*** Fragmento de la página
Una bancarrota anunciada
Ante la catástrofe que el COVID-19 desencadenó, el Gobierno tomó medidas drásticas inteligibles, máxime, viendo las cifras de los fallecimientos y enfermos. Se comprende que en el Congreso de los Diputados se haya votado la prolongación del confinamiento durante quince días más, y lo importante que es cuando se trata de respetar dichas medidas; ya no solo para protegerse uno mismo, sino también para proteger a los otros. No cabe duda de que estas medidas exigen sacrificios, pero tampoco cabe la menor duda de que son las familias obreras las que más lo sufren.
Los fines de semana, los y las trabajadoras que siguen trabajando deben encerrarse en casa y si casualmente deciden de dar un paseo alrededor del bloque de viviendas con algún peque recalcitrante de la familia son increpados cuando no denunciados a la Policía. Sin embargo, que el lunes los mismos tengan que utilizar los transportes públicos para ir a su trabajo, confinarse con cien o doscientos compañeros –o más– en un solar, compartiendo material e incluso tareas que no pueden ser ejecutadas por una persona sola, no pasa nada, ahí no son increpados y cuando lo son es porque no rinden.
Ahí no hay suma ni solidaridad que valga; tanto el Gobierno progresista como la patronal no quieren oír nada que no sea el trabajo ante todo, en previsión, ya, de la dramática crisis económica que se avecina y a la que la patronal no podrá enfrentarse si no la “ayudamos”. Esta crisis sanitaria entiende tanto de clases, que a las cúpulas sindicales de los mayoritarios no les quedó más remedio que denunciar este jueves el millón –más o menos– de despidos individuales desde el comienzo de la crisis sanitaria, y piden al Gobierno que los “dificulte” porque hay empresas que ni se plantean la aplicación de un ERTE.
******
*** Datos proporcionados
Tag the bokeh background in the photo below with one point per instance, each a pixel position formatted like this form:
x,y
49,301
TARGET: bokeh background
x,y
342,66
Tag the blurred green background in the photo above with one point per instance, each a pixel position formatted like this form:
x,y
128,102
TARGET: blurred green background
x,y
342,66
******
*** Datos proporcionados
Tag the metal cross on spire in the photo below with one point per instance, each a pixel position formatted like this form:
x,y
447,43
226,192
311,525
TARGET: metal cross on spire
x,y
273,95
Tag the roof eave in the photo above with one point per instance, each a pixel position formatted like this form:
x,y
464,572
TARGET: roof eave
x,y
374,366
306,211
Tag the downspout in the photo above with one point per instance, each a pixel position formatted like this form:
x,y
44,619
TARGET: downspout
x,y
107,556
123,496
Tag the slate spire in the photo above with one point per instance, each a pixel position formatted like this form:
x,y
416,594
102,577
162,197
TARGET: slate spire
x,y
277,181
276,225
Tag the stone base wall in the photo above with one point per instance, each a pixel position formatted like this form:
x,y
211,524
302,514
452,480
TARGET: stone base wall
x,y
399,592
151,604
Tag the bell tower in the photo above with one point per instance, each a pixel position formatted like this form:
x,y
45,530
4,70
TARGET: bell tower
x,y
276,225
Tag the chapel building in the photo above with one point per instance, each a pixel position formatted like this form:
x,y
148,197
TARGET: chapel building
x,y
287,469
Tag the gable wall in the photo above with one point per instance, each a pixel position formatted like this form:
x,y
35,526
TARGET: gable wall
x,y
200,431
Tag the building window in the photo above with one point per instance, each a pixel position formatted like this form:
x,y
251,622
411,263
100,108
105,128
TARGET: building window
******
*** Datos proporcionados
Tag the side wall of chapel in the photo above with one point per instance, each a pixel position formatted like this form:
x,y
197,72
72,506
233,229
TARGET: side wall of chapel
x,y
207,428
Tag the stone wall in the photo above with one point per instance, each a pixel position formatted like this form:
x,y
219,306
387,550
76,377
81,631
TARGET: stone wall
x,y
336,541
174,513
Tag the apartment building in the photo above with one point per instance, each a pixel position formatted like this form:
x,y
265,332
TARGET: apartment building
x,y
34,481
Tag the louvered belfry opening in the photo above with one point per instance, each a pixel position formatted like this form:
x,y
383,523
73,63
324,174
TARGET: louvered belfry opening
******
Pruébalo:
Repite tal cual, del texto sobre la crisis del COVID-19, todo lo que va desde "Ahí no hay suma" hasta "de un ERTE.". Los registros son material independiente del texto.

Respuesta al problema:
Ahí no hay suma ni solidaridad que valga; tanto el Gobierno progresista como la patronal no quieren oír nada que no sea el trabajo ante todo, en previsión, ya, de la dramática crisis económica que se avecina y a la que la patronal no podrá enfrentarse si no la “ayudamos”. Esta crisis sanitaria entiende tanto de clases, que a las cúpulas sindicales de los mayoritarios no les quedó más remedio que denunciar este jueves el millón –más o menos– de despidos individuales desde el comienzo de la crisis sanitaria, y piden al Gobierno que los “dificulte” porque hay empresas que ni se plantean la aplicación de un ERTE.